_Directions:_
Print the lines below again without any change, starting at the line containing "Double-check request: the balcony was" and ending at the line containing "[31, 262, 80, 286]".

_Data listing:_
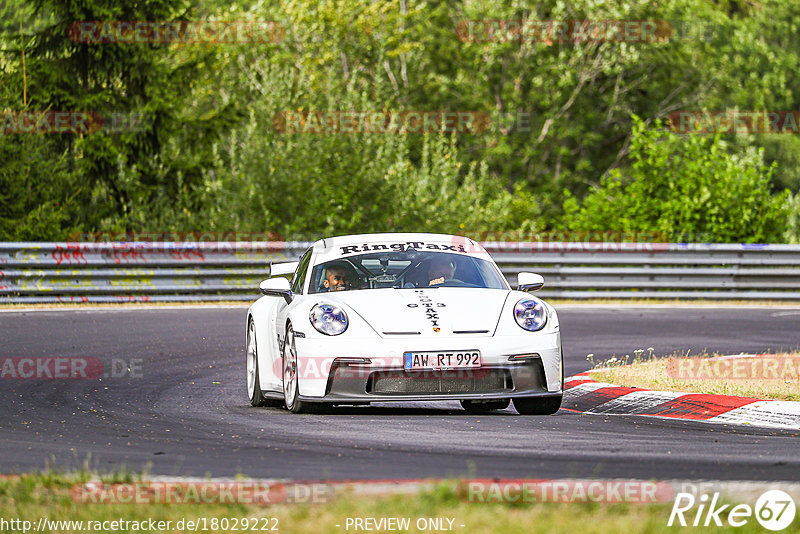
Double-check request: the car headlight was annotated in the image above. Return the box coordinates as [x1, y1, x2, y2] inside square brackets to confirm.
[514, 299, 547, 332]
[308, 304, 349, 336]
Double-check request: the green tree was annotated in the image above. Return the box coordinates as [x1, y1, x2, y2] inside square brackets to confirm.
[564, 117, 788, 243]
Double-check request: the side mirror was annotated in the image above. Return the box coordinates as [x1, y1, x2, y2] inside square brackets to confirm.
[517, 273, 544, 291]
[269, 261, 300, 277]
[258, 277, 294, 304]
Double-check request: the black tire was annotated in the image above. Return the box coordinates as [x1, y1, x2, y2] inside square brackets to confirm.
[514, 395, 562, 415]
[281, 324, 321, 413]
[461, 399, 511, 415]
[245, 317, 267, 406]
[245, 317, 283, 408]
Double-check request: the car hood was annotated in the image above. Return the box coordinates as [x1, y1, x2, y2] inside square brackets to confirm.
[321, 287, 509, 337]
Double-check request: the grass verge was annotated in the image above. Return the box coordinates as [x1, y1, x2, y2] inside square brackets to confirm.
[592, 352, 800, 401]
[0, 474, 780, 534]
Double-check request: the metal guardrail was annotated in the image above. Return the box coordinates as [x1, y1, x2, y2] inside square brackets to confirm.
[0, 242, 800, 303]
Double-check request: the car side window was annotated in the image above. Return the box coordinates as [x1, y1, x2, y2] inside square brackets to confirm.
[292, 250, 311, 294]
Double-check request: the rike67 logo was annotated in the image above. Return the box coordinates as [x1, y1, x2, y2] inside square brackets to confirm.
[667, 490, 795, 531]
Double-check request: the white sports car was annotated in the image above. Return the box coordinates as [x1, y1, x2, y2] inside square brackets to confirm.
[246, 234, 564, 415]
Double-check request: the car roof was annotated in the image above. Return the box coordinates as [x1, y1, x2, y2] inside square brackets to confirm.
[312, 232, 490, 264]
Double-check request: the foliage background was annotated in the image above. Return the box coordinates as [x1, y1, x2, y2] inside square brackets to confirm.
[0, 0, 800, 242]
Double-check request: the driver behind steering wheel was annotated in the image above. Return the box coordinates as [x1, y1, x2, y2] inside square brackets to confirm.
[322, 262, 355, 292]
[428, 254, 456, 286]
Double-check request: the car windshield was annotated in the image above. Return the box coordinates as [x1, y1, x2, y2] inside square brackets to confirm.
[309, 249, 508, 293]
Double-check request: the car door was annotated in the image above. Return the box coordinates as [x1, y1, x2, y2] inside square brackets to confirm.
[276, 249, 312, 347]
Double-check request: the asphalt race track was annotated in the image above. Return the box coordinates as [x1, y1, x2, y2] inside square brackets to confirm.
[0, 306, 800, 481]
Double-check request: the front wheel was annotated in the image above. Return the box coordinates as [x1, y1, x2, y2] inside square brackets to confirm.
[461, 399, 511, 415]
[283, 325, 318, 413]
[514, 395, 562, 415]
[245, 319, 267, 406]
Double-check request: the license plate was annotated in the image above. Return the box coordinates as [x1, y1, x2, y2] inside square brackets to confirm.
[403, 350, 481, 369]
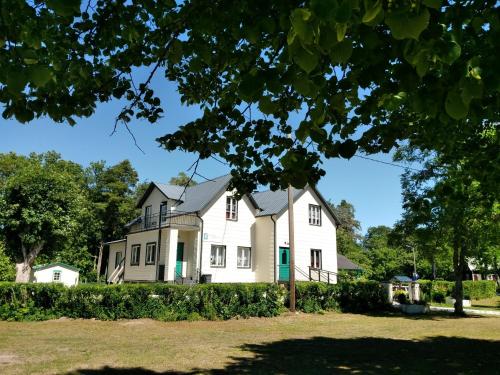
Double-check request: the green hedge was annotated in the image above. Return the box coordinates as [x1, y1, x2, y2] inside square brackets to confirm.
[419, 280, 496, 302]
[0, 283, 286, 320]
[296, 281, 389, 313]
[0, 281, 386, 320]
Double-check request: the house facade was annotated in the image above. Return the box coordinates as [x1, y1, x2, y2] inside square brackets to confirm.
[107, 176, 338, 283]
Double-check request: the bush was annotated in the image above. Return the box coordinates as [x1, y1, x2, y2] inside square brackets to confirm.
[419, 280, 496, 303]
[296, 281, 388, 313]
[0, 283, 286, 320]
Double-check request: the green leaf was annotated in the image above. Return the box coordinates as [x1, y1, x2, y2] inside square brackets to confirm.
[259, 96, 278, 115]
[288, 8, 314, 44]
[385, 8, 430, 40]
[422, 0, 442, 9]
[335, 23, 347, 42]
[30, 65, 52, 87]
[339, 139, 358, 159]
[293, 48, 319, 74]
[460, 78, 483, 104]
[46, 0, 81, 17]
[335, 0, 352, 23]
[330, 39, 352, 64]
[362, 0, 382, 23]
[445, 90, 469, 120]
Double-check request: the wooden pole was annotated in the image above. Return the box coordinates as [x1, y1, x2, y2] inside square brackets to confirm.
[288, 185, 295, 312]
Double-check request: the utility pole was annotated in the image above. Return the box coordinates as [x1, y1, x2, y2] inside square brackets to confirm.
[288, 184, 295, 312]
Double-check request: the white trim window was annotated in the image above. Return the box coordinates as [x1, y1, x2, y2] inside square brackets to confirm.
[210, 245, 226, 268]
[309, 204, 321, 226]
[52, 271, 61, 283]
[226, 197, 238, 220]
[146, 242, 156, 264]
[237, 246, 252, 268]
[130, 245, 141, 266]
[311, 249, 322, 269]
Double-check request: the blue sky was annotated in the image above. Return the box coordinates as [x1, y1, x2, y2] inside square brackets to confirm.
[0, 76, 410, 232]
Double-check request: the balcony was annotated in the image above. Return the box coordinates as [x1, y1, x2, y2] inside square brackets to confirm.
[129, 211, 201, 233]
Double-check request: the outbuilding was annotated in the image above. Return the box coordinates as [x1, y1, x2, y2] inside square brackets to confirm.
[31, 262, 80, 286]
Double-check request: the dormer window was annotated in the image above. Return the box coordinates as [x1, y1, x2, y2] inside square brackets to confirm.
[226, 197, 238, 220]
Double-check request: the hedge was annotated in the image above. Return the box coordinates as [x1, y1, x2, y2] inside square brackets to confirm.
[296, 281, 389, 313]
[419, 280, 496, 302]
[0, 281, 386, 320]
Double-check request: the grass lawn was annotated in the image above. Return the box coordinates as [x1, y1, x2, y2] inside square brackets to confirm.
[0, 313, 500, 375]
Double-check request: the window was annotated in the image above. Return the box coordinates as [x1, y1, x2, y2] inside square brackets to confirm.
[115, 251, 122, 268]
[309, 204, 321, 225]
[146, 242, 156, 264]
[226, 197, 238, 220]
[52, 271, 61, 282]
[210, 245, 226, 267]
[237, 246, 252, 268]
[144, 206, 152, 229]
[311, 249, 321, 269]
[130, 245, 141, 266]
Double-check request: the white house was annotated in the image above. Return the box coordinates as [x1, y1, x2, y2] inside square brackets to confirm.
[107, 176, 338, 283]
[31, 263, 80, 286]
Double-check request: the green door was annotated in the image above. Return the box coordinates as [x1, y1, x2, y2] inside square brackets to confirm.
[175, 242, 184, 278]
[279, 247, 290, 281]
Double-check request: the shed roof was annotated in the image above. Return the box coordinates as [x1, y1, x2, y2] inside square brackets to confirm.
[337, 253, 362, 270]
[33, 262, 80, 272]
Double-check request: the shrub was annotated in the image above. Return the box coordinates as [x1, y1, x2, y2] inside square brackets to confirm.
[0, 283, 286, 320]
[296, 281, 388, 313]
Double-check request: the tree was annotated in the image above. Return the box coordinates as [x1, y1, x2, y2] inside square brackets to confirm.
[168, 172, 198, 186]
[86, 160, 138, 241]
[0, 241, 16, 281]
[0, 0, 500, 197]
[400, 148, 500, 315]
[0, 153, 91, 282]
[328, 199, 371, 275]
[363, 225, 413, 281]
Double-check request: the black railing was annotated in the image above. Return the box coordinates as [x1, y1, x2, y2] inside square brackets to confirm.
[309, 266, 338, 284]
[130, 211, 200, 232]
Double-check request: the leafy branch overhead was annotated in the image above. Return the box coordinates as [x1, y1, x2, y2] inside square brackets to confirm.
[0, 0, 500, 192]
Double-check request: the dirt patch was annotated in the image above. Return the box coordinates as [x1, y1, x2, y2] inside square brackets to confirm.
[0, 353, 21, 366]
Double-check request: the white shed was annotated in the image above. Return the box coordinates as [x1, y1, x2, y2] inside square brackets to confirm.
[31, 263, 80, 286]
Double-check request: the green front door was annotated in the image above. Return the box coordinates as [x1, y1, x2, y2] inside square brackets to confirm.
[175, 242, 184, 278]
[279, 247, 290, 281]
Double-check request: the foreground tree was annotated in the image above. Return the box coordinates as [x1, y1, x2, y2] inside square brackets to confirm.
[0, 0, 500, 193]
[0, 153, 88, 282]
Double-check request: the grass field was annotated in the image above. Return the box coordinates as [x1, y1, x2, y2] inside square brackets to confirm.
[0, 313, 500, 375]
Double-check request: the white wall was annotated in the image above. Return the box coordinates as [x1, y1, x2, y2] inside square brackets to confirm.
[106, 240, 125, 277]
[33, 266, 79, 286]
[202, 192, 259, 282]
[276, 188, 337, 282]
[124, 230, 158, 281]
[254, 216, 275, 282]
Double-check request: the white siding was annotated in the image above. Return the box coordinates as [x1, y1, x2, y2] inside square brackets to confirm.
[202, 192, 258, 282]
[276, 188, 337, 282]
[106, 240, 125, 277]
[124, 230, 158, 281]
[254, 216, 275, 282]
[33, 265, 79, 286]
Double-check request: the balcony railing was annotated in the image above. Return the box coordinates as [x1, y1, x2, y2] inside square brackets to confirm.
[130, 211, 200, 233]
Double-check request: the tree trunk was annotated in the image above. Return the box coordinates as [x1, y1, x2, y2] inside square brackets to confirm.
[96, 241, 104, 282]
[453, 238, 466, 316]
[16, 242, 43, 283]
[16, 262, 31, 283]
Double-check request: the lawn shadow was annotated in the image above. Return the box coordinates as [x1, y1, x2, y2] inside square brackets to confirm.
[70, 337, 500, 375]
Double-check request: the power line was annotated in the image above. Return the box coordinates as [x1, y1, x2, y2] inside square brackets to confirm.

_The result:_
Double-check request: the balcony was annotated in the image above. Return the box coordinates as [x1, y1, x2, y2] inside square brackets to confirm.
[129, 211, 201, 233]
Double-check request: the outbuilding was annotated in the image above. Return the box coordinates as [x1, y1, x2, y2] inside square brackets to confirm.
[31, 262, 80, 286]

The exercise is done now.